Picture shape labeling material:
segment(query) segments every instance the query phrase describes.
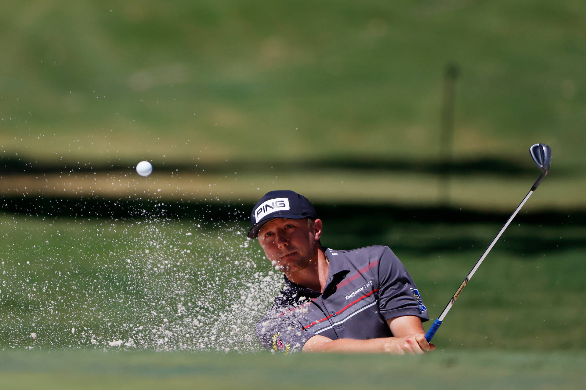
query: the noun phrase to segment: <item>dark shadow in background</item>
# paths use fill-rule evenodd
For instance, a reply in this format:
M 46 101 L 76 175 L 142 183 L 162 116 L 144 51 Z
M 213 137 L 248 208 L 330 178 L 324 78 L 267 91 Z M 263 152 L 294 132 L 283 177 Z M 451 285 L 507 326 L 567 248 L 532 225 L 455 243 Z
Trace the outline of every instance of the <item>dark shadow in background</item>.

### What the task asks
Turn the material above into a JSON list of strings with one string per line, leaving out blank lines and the pictures.

### Output for this task
[
  "segment(query) segments every instance the query phrase describes.",
  "query: the noun phrase to segment: <item>dark shadow in background</item>",
  "# paths use fill-rule evenodd",
  "For instance, a reply in this format:",
  "M 46 101 L 76 175 L 142 183 L 162 116 L 144 51 Z",
  "M 213 137 L 248 208 L 330 178 L 324 78 L 267 91 Z M 263 152 L 294 132 L 283 177 Z M 451 285 L 507 326 L 567 248 L 532 225 L 455 243 Z",
  "Trace the outline of every instance of the <item>dark shadow in background</item>."
]